-- Data entries start --

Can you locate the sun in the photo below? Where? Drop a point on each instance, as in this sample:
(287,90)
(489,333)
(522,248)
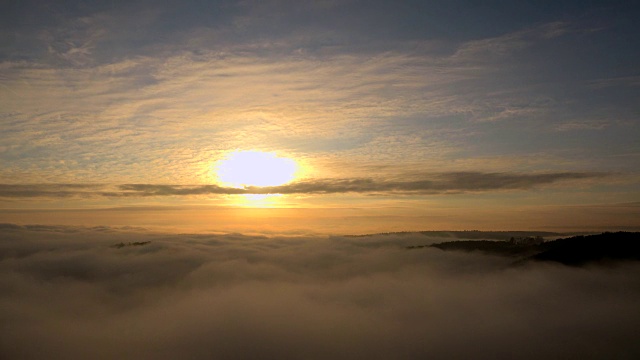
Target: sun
(255,168)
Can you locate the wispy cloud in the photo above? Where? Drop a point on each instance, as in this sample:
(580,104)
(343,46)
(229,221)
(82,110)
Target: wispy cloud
(456,182)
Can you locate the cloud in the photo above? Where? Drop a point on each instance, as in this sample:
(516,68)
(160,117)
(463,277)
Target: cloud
(435,184)
(232,296)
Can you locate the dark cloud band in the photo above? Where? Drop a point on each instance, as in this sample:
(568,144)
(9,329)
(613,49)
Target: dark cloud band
(453,182)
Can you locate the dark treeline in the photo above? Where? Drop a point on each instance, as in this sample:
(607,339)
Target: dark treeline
(575,251)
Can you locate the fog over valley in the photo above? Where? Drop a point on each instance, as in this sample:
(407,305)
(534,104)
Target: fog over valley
(129,293)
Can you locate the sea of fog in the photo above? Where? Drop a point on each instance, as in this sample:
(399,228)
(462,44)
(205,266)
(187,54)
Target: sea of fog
(126,293)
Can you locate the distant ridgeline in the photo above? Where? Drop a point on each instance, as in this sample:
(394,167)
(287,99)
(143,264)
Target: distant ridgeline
(574,251)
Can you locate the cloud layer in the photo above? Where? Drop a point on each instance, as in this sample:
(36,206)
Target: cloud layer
(68,292)
(435,184)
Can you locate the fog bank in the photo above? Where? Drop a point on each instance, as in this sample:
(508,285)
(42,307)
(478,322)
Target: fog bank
(69,292)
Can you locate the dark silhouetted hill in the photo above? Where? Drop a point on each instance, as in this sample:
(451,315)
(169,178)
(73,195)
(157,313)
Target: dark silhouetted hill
(574,251)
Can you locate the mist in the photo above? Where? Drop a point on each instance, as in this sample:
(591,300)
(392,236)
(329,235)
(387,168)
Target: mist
(130,293)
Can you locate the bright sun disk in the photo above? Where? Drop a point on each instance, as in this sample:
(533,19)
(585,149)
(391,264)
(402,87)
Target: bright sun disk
(255,168)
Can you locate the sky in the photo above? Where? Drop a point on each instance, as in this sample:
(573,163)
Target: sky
(400,115)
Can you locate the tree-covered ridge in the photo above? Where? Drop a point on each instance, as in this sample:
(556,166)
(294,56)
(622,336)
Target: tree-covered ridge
(575,251)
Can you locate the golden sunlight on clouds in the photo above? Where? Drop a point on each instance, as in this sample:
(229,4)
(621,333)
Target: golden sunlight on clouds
(255,168)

-- Data entries end --

- **Short exercise**
Carry over the entries starting at the line that contains "Can you locate the golden" and ending at the last line of the entries, adding 81 to each number in the answer coordinates.

- **Solution to this exercise**
Can you locate the golden sunlight on clouds in the photo above? Where? Drop a point on each instance, as in this sample:
(229,4)
(621,333)
Target: golden sunlight on clouds
(336,249)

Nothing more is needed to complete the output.